| Problem description |
Filter this data down to the lines that hold "life", and copy them.

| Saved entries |
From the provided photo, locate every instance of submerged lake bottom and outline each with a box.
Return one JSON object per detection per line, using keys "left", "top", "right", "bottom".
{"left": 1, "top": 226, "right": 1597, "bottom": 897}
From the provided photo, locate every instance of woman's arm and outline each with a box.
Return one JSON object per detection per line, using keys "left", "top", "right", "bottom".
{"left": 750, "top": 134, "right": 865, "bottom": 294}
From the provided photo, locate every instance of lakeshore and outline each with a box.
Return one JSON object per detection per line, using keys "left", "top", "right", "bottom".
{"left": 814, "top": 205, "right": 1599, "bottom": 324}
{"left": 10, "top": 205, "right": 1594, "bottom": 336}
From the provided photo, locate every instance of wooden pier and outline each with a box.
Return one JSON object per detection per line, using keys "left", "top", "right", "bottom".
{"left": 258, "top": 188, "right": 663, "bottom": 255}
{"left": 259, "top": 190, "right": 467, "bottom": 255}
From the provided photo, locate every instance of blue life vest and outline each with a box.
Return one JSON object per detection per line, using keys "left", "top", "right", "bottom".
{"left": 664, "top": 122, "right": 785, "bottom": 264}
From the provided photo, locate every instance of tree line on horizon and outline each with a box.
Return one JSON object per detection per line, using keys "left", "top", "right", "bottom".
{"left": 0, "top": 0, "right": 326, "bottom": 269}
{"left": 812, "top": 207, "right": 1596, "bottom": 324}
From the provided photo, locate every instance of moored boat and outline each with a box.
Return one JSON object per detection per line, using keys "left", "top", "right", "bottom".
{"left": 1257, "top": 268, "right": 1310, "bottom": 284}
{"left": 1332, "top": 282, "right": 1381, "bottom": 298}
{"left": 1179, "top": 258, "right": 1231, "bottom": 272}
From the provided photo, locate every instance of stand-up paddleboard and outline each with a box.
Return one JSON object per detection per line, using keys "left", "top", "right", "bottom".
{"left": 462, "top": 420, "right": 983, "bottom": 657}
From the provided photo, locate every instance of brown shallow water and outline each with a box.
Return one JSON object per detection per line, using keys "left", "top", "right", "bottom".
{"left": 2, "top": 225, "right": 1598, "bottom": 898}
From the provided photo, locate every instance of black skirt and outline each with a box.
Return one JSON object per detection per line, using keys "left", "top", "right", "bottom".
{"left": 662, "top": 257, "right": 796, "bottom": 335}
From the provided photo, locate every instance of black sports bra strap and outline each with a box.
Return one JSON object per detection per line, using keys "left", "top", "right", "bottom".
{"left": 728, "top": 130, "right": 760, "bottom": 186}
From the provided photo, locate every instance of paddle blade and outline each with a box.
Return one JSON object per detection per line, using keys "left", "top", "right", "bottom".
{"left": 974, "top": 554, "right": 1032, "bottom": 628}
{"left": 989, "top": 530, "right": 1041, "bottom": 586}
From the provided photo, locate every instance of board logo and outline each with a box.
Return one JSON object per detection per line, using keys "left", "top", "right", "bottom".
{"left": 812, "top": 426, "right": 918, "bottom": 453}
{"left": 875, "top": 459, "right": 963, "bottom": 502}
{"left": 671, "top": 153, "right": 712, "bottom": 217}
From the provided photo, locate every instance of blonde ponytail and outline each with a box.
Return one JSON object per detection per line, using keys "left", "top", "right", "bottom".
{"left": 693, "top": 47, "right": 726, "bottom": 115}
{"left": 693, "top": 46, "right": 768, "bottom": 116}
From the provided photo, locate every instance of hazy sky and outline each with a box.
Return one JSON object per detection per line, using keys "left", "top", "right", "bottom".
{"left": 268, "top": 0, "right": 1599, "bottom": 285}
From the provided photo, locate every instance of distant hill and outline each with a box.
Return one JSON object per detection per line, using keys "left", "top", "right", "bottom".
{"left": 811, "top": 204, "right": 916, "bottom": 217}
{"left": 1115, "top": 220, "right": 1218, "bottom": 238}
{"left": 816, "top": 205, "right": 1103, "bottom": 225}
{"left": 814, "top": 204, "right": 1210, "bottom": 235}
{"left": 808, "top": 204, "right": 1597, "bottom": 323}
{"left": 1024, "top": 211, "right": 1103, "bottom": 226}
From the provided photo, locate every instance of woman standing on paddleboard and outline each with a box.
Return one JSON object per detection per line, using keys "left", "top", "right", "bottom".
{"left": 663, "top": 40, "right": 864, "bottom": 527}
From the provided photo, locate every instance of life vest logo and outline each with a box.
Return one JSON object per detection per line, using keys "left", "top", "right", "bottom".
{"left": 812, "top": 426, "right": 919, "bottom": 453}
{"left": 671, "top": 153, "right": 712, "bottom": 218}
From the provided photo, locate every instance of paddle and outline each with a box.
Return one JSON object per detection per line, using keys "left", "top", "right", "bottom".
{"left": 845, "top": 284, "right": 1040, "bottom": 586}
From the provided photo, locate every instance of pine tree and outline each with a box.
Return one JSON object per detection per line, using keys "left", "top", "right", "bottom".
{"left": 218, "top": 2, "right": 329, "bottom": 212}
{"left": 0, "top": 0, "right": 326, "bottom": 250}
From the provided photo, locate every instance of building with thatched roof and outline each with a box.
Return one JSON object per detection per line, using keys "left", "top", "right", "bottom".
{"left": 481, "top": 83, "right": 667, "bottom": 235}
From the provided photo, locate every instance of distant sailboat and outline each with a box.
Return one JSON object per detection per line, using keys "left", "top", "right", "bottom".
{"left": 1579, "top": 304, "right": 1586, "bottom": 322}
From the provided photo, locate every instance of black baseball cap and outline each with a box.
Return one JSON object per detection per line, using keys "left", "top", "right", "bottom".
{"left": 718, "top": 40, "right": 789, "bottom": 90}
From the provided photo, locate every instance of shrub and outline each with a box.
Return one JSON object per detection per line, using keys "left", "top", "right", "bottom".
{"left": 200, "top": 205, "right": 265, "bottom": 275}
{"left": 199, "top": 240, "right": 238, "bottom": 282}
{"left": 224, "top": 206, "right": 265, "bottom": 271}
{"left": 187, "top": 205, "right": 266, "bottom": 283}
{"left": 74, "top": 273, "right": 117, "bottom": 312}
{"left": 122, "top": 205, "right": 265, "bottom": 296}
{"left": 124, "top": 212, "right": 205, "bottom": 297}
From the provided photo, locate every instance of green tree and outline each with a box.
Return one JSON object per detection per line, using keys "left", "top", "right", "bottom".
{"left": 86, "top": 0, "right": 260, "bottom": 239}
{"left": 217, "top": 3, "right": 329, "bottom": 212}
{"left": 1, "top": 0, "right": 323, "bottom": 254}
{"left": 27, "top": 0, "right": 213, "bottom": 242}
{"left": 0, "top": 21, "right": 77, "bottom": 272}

| Answer for the task |
From the provided photo, locate every instance of blue life vest and outline each with a box.
From the provided photo, locate every instance of life vest logo and outline each with a box.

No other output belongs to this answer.